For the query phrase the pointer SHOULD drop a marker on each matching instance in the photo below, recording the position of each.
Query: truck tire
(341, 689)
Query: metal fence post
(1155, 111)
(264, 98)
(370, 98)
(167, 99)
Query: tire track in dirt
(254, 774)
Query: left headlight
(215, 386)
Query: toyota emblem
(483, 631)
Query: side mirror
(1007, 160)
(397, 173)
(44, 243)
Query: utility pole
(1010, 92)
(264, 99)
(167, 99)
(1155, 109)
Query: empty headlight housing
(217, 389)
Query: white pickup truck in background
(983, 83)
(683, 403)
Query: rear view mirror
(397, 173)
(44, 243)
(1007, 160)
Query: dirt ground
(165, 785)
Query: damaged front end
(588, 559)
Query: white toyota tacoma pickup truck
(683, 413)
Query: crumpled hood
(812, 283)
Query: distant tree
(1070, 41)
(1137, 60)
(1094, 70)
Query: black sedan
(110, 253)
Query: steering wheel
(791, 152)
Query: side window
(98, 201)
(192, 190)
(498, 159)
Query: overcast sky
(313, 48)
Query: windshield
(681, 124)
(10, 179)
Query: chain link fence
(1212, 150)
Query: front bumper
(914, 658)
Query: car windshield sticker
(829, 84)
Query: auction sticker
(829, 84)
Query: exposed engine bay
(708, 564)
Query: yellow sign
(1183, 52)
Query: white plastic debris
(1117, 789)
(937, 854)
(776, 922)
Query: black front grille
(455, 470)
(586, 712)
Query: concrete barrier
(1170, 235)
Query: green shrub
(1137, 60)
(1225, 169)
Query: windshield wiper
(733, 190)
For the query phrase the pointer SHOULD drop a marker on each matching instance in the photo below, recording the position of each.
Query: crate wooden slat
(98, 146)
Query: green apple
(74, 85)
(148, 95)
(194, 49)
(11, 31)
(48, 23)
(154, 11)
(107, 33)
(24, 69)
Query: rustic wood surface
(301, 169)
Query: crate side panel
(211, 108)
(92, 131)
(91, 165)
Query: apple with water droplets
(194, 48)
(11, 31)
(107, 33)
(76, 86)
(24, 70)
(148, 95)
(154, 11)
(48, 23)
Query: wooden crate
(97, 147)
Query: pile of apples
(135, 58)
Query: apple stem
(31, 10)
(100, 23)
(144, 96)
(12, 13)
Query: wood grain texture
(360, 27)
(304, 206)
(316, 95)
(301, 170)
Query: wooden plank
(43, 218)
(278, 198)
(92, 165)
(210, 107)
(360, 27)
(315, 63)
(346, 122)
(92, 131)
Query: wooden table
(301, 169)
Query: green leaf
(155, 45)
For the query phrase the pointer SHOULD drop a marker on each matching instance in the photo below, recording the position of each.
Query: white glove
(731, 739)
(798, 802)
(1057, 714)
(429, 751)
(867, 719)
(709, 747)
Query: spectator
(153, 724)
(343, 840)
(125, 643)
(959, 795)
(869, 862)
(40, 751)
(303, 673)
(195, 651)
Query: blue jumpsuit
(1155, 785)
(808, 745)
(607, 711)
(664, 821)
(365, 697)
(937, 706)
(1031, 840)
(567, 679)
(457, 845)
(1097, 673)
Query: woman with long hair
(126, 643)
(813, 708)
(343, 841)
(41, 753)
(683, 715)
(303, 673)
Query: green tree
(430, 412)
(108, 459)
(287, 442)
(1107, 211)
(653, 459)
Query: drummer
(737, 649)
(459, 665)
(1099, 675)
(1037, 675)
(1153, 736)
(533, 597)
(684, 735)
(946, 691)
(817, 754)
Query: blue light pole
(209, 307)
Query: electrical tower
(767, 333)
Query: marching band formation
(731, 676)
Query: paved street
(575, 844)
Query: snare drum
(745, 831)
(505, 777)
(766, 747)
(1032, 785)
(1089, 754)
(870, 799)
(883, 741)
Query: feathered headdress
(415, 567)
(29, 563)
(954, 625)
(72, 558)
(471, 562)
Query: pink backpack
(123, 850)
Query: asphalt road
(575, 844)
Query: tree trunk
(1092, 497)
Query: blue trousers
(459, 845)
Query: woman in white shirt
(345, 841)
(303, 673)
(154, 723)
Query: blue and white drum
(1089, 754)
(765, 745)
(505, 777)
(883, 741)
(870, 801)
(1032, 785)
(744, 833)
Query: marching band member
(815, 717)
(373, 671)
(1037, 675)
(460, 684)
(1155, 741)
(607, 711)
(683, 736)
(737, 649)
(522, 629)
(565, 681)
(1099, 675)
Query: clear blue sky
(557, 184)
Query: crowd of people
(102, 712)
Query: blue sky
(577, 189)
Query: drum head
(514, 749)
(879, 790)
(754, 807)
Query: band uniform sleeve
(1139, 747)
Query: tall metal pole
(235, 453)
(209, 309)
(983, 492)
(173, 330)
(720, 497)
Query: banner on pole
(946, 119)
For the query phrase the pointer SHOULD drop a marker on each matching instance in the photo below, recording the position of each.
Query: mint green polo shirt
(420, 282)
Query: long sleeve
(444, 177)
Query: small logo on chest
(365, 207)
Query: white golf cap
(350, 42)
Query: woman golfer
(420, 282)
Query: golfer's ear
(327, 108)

=-=-=-=-=

Directive
Give the complete listing a second time, exactly as it reads.

Full response
For the query phrase the pointer SHOULD drop a marker on each matching instance in the photo below, recording the position of each.
Query: truck tire
(341, 689)
Query: metal fence post
(1155, 111)
(264, 98)
(370, 98)
(167, 99)
Query: tire track in dirt
(254, 774)
Query: left headlight
(215, 386)
Query: toyota emblem
(483, 631)
Query: side mirror
(1007, 160)
(397, 173)
(44, 243)
Query: utility pole
(1010, 92)
(264, 99)
(167, 99)
(1155, 109)
Query: empty headlight housing
(217, 389)
Query: white pickup truck in background
(983, 83)
(683, 403)
Query: rear view mirror
(397, 173)
(44, 243)
(1007, 160)
Query: dirt ground
(165, 785)
Query: damaged front end
(588, 559)
Query: white toyota tacoma pickup truck
(683, 413)
Query: crumpled hood
(812, 283)
Query: distant tree
(1070, 41)
(1137, 60)
(1094, 70)
Query: black sedan
(110, 253)
Query: steering wheel
(791, 152)
Query: side window
(98, 201)
(192, 190)
(498, 159)
Query: overcast sky
(313, 48)
Query: windshield
(681, 124)
(10, 179)
Query: chain link fence
(1212, 150)
Query: front bumper
(914, 658)
Query: car windshield sticker
(829, 84)
Query: auction sticker
(829, 84)
Query: exposed engine bay
(708, 564)
Query: yellow sign
(1183, 52)
Query: white plastic debris
(1117, 789)
(937, 854)
(776, 922)
Query: black front grille
(455, 470)
(586, 712)
Query: concrete barrier
(1170, 235)
Query: green shrub
(1137, 60)
(1225, 169)
Query: windshield wiper
(733, 190)
For the query phrase the pointer SHOULD drop a marker on each matching instance in the photo below, recording the position of each.
Query: crate wooden slat
(98, 146)
Query: green apple
(74, 85)
(148, 95)
(194, 49)
(11, 31)
(48, 23)
(154, 11)
(107, 33)
(24, 69)
Query: rustic wood surface
(301, 169)
Query: crate side panel
(211, 108)
(92, 131)
(91, 165)
Query: apple with water droplets
(194, 48)
(11, 31)
(107, 33)
(76, 86)
(24, 70)
(148, 95)
(154, 11)
(48, 23)
Query: wooden crate
(97, 147)
Query: pile of apples
(135, 58)
Query: apple stem
(31, 10)
(100, 23)
(144, 96)
(12, 13)
Query: wood grain texture
(360, 27)
(304, 206)
(316, 95)
(301, 170)
Query: wooden plank
(43, 218)
(278, 198)
(92, 165)
(210, 107)
(360, 27)
(315, 63)
(346, 122)
(92, 131)
Query: wooden table
(301, 169)
Query: green leaf
(155, 45)
For the query phrase the pointer SHOULD drop a marker on each matching instance in the photo below, recording the position of each.
Query: white glove
(731, 739)
(798, 802)
(1057, 714)
(429, 751)
(867, 719)
(709, 747)
Query: spectator
(153, 724)
(343, 840)
(125, 643)
(959, 795)
(869, 862)
(40, 751)
(303, 673)
(195, 651)
Query: blue jumpsuit
(1155, 785)
(808, 745)
(607, 711)
(664, 821)
(365, 697)
(937, 706)
(1031, 840)
(567, 679)
(457, 845)
(1097, 673)
Query: woman with long hair
(126, 643)
(813, 708)
(343, 841)
(41, 753)
(683, 715)
(303, 673)
Query: green tree
(430, 412)
(108, 459)
(287, 442)
(1107, 211)
(653, 459)
Query: drummer
(737, 649)
(459, 665)
(1099, 675)
(1037, 675)
(1153, 736)
(533, 597)
(684, 735)
(946, 691)
(817, 754)
Query: blue light pole
(209, 307)
Query: electrical tower
(767, 333)
Query: marching band formation
(731, 676)
Query: paved street
(575, 844)
Query: snare drum
(745, 831)
(505, 777)
(766, 747)
(1032, 785)
(1089, 754)
(870, 799)
(883, 741)
Query: feathered headdress
(415, 567)
(29, 563)
(954, 625)
(72, 558)
(471, 562)
Query: pink backpack
(123, 850)
Query: asphalt road
(575, 844)
Query: tree trunk
(1092, 497)
Query: blue trousers
(459, 845)
Query: woman in white shirt
(345, 841)
(303, 673)
(154, 723)
Query: blue and white drum
(1089, 754)
(765, 745)
(505, 777)
(883, 741)
(870, 801)
(1032, 785)
(744, 833)
Query: marching band member
(815, 717)
(373, 671)
(1037, 675)
(460, 684)
(1155, 741)
(607, 711)
(683, 736)
(737, 649)
(522, 629)
(565, 681)
(1099, 675)
Query: clear blue sky
(557, 184)
Query: crowd of people
(102, 712)
Query: blue sky
(577, 189)
Query: drum head
(514, 749)
(879, 790)
(754, 807)
Query: band uniform sleeve
(1139, 747)
Query: tall metal pole
(235, 453)
(209, 309)
(983, 492)
(173, 330)
(720, 497)
Query: banner on pole
(946, 119)
For the query phrase the pointer SHOULD drop a marker on each matching instance in the photo below, recording the position of each.
Query: mint green polo shirt
(420, 282)
Query: long sleeve
(444, 177)
Query: small logo on chest
(365, 207)
Query: white golf cap
(350, 42)
Query: woman golfer
(420, 282)
Query: golfer's ear
(327, 108)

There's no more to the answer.